━━━ Reading text ━━━

Disease-related concerns:

• Cardiovascular disease: Use with caution in patients with impaired cardiovascular function, including patients with heart block. Use local anesthetics containing a vasoconstrictor with caution in patients with vascular disease; patients with peripheral vascular disease or hypertensive vascular disease may exhibit exaggerated vasoconstrictor response, possibly resulting in ischemic injury or necrosis. Dosages should be reduced for patients with cardiac disease.

• Hepatic impairment: Use with caution in patients with severe hepatic disease (has not been studied).

Concurrent drug therapy issues:

• Drug-drug interactions: Potentially significant interactions may exist, requiring dose or frequency adjustment, additional monitoring, and/or selection of alternative therapy. Consult drug interactions database for more detailed information.

Special populations:

• Acutely-ill/debilitated patients: Administer reduced dosages, commensurate with age and physical condition, to debilitated and/or acutely-ill patients.

• Elderly: Use with caution in the elderly; administer reduced dosages to commensurate with age and physical condition.

• Pediatric: Administer reduced dosages, commensurate with age and physical condition, to pediatric patients.

━━━

— Your task —
Please continue the local anesthetic precautions text, starting right after its final sentence.

━━━ Material provided ━━━

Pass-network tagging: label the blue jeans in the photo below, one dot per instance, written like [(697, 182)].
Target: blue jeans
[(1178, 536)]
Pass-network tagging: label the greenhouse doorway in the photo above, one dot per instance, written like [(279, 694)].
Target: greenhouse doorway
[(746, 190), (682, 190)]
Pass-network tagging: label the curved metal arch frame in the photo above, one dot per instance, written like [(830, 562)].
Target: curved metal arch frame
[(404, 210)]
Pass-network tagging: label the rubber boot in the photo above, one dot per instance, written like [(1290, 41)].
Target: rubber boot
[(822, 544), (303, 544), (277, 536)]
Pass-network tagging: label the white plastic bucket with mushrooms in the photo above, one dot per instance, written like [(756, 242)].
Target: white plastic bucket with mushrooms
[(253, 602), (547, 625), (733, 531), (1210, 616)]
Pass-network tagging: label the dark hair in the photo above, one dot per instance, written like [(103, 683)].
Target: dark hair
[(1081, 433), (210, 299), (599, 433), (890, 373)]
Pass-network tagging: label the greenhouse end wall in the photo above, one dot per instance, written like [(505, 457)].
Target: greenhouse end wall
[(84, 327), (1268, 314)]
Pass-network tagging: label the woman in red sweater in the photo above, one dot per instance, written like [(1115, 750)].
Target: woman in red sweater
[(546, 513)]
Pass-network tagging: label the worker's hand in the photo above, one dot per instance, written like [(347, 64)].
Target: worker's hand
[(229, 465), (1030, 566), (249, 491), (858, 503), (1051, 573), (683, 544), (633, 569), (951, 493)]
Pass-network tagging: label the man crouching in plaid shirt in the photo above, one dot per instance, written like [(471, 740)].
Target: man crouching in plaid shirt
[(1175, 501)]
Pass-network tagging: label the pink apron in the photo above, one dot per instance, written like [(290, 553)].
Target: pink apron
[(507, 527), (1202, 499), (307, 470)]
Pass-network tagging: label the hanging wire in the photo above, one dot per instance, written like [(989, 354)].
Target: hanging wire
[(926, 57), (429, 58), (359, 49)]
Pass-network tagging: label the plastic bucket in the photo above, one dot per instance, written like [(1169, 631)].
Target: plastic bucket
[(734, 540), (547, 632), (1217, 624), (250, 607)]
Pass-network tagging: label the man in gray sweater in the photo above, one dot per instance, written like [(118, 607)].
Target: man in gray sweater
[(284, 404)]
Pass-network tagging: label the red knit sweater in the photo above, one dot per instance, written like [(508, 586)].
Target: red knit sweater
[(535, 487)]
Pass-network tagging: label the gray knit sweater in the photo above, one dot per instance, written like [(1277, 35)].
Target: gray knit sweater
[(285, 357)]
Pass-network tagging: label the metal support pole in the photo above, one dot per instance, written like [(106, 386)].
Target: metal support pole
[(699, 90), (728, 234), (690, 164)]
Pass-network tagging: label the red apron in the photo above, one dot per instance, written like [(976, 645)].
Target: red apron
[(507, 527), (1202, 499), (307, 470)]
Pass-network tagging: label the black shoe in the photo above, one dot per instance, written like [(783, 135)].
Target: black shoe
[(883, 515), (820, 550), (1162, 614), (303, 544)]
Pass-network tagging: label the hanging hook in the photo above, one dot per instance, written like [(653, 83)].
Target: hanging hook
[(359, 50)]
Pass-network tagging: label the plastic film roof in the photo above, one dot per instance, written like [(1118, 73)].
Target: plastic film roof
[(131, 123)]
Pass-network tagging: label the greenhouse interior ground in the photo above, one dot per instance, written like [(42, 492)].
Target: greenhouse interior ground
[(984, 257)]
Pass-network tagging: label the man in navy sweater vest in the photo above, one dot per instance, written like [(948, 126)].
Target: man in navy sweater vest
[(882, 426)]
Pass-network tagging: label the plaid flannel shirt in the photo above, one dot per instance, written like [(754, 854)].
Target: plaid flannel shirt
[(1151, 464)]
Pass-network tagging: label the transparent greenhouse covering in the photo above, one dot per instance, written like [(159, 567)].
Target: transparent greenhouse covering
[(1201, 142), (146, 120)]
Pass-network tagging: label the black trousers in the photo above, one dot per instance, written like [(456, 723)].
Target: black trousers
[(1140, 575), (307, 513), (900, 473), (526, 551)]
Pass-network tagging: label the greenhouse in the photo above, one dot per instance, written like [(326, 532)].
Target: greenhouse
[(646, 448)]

━━━
━━━ Material provided ━━━

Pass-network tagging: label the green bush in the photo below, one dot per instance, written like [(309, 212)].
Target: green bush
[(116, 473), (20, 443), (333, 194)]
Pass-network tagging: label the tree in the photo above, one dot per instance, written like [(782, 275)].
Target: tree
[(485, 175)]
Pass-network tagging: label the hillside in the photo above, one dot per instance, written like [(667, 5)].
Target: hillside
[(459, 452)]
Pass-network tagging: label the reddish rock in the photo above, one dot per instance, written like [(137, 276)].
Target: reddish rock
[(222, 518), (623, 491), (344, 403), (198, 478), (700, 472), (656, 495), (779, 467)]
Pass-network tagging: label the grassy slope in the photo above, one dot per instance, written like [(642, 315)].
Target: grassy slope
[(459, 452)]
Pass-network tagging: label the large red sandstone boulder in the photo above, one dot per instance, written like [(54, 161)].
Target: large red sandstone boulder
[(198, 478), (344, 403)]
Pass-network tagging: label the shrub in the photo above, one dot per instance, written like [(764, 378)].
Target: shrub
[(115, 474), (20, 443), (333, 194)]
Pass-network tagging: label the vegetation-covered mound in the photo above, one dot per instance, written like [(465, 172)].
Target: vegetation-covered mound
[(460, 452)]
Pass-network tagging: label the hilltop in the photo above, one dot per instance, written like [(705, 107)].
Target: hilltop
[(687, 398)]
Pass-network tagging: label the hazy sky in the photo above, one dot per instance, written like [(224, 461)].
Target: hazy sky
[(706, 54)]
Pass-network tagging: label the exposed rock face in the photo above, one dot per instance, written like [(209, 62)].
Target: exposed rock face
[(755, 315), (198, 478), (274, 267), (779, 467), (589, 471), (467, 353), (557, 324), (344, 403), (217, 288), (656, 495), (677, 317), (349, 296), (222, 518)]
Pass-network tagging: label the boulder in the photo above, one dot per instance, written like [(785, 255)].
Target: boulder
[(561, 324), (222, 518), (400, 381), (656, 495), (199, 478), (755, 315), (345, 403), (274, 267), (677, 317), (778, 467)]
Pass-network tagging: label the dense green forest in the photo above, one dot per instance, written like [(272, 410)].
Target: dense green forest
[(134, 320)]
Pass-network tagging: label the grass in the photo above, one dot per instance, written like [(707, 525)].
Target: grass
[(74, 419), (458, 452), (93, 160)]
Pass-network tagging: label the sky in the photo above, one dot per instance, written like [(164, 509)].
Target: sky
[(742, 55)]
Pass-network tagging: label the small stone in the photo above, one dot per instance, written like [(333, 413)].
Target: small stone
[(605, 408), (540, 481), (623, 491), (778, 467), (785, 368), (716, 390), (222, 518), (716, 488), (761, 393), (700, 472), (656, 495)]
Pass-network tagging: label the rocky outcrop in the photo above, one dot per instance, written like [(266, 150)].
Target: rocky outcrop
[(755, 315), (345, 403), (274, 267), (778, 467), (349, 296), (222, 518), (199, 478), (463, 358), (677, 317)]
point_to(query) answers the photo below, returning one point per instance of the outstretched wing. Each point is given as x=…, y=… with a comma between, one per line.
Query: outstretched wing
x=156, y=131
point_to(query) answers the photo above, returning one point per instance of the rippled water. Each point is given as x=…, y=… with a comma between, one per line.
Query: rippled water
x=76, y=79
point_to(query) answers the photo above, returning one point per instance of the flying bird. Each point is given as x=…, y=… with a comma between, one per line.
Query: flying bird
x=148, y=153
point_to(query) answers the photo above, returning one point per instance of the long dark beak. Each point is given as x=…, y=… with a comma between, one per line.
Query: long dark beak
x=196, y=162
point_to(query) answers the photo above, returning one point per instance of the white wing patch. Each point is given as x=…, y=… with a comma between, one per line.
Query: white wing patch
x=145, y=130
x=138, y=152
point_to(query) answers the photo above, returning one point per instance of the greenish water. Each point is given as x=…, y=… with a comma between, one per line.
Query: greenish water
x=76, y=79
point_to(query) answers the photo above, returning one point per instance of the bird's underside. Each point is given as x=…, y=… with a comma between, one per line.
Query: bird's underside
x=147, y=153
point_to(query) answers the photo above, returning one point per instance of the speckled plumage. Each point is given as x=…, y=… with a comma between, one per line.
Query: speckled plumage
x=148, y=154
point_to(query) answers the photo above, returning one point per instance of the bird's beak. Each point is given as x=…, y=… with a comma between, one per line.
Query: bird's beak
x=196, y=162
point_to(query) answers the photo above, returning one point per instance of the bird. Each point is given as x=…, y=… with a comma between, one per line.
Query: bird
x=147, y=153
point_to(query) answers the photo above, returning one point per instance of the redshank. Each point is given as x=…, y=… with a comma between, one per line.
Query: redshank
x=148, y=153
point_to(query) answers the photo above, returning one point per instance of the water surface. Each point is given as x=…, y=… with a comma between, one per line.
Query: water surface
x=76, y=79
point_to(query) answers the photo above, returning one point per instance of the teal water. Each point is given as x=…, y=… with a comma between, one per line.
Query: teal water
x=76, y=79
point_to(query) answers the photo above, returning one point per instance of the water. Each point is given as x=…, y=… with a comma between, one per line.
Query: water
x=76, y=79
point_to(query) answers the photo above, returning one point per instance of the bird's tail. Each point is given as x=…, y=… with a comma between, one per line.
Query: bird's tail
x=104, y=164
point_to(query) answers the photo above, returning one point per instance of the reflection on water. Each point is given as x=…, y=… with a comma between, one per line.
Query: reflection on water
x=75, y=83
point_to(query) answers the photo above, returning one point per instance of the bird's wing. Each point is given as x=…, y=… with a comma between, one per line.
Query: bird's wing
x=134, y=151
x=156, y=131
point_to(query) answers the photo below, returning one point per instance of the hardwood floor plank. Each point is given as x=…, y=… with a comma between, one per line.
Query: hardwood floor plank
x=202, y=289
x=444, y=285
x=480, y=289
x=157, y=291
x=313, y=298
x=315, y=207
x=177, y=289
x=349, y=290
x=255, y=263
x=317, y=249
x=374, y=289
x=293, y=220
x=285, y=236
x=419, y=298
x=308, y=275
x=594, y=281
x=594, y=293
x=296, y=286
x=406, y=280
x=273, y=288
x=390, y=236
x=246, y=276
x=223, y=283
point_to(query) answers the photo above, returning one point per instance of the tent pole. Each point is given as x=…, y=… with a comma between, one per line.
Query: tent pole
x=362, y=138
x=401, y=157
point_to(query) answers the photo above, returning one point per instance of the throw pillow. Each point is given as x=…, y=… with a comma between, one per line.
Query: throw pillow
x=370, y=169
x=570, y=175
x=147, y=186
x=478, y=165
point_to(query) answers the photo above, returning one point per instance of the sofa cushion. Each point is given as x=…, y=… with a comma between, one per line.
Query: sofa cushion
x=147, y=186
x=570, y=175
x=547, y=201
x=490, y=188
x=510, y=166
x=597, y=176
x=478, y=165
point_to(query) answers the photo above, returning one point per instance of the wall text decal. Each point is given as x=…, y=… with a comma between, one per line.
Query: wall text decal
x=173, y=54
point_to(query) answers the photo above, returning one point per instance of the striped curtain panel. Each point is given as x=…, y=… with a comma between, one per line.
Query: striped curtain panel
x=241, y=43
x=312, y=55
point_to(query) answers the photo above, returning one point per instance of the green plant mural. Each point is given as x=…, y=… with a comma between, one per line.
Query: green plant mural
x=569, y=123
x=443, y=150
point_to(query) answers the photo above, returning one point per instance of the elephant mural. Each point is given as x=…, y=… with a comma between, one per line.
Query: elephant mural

━━━

— Response area —
Dosage form specific issues:

• Sodium metabisulfite: May contain sodium metabisulfite, which may cause allergic-type reactions (including anaphylactic symptoms, and life-threatening or less severe asthmatic episodes) in certain susceptible patients. The overall prevalence of the sulfite sensitivity in the general population is unknown, and is seen more frequently in asthmatic than in nonasthmatic persons.

Other warnings/precautions:

• Administration: Avoid intravascular injection; accidental intravascular injection may be associated with convulsions, followed by CNS or cardiorespiratory depression and coma, progressing ultimately to respiratory arrest. Aspiration should be performed prior to administration; the needle must be repositioned until no return of blood can be elicited by aspiration; however, absence of blood in the syringe does not guarantee that intravascular injection has been avoided.

• Appropriate use: To avoid serious adverse effects and high plasma levels, use the lowest dosage resulting in effective anesthesia. Repeated doses may cause significant increases in blood levels due to the possibility of accumulation of the drug or its metabolites. Dosage recommendations should not be exceeded.

• Trained personnel: Health care providers should be well trained in diagnosis and management of emergencies that may arise from the use of these agents. Resuscitative equipment, oxygen, and other resuscitative drugs should be available for immediate use.

Monitoring Parameters

Cardiovascular and respiratory vital signs; state of consciousness after each injection; CNS toxicity.

Pregnancy Risk Factor

C

Pregnancy Considerations

Adverse events have been observed in some animal reproduction studies using this combination. Articaine crosses the placenta (Strasser 1977).

Patient Education

• Discuss specific use of drug and side effects with patient as it relates to treatment. (HCAHPS: During this hospital stay, were you given any medicine that you had not taken before? Before giving you any new medicine, how often did hospital staff tell you what the medicine was for? How often did hospital staff describe possible side effects in a way you could understand?)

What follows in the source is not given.